=== Section Start ===

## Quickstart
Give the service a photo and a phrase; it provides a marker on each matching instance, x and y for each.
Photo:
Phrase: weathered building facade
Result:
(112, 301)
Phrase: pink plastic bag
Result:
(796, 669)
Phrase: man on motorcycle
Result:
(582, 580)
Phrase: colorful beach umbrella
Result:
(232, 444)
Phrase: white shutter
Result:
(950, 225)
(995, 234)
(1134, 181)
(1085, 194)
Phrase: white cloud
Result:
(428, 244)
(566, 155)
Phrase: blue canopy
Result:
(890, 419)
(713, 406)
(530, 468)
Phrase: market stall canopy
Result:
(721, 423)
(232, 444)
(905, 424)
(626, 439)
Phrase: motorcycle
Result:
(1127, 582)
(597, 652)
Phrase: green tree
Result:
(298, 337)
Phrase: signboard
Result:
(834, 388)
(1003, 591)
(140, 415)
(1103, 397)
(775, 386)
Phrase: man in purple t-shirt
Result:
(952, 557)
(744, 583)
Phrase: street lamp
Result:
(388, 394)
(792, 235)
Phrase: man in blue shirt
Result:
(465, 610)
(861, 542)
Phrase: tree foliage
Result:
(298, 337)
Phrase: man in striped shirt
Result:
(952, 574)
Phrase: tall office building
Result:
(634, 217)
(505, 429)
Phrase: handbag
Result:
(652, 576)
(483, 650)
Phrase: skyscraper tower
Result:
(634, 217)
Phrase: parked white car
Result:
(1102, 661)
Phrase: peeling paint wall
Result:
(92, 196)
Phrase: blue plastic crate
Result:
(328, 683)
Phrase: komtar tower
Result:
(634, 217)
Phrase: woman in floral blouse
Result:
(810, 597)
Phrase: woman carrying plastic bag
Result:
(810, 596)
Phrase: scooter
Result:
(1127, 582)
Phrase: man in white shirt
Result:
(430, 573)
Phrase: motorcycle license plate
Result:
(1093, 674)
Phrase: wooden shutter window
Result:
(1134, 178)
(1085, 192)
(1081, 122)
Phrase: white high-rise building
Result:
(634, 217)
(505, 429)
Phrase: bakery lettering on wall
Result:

=== Section End ===

What is required » Lines before the one containing "Phrase: white high-rise building" are left out. Repeat that line and all lines after it in the records above exactly.

Response to the task »
Phrase: white high-rise building
Result:
(634, 217)
(505, 429)
Phrase: bakery lettering on wall
Result:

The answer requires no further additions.